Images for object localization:
---

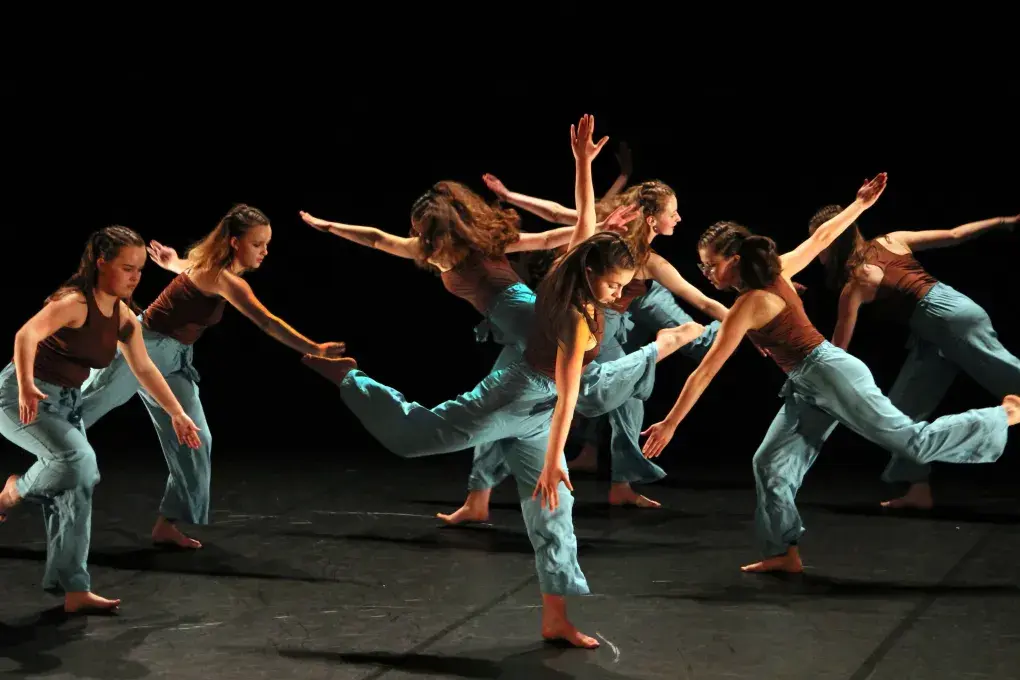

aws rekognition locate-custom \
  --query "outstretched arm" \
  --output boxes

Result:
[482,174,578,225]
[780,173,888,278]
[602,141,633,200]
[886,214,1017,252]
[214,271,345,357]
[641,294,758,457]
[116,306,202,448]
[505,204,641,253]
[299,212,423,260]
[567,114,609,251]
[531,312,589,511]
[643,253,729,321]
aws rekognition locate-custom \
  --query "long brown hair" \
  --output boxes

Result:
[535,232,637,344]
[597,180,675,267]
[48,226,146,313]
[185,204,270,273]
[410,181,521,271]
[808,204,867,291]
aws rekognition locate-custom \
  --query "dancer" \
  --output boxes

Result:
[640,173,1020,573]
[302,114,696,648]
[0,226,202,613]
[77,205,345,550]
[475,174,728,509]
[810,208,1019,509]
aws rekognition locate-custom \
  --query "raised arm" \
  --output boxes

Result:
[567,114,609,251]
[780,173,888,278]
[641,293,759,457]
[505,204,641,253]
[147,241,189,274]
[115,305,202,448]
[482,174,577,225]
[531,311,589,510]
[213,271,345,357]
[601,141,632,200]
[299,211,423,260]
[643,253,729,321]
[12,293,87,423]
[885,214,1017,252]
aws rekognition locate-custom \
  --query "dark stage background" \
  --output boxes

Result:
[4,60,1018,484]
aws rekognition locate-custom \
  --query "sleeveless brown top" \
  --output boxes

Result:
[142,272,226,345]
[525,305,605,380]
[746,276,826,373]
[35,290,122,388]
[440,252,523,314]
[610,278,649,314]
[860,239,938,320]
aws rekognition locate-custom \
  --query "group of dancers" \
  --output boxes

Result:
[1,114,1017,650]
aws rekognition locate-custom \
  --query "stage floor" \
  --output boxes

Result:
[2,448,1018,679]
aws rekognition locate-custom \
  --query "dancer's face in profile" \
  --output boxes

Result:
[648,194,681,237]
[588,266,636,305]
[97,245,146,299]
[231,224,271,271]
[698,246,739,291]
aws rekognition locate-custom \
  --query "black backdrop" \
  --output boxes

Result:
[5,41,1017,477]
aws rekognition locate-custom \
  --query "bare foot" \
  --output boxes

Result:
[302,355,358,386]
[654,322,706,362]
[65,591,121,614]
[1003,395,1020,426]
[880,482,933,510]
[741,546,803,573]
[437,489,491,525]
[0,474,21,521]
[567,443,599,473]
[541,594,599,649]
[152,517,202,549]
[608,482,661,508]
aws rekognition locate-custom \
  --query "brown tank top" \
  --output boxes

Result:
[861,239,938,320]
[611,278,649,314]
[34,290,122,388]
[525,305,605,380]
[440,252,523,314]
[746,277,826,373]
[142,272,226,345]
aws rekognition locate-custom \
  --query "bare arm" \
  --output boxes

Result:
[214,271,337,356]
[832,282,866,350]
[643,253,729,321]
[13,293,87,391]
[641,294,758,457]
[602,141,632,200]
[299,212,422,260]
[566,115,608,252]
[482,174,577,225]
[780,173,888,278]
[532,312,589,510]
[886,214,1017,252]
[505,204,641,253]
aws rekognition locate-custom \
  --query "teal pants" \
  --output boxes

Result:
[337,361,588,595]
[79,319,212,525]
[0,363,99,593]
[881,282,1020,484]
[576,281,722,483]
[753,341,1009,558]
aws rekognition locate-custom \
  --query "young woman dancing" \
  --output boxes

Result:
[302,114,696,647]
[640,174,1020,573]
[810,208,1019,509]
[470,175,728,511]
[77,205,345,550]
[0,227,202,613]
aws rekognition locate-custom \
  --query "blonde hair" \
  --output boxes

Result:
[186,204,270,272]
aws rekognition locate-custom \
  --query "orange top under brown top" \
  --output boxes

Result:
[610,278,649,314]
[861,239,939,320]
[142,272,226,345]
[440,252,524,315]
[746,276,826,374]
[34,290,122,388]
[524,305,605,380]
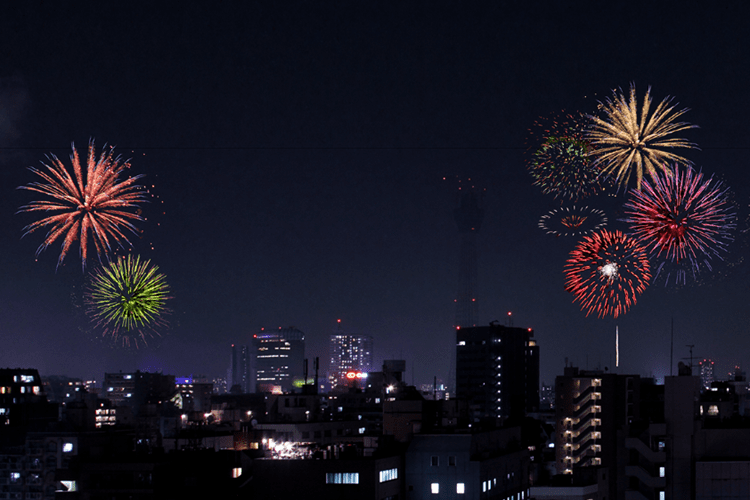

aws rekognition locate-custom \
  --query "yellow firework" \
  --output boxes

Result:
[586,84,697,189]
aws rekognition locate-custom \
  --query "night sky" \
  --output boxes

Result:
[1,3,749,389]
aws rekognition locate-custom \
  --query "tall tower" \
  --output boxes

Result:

---

* **Task statement**: Answer with a number only: how many lines above include the word "hair"?

* **Result of this exercise**: 2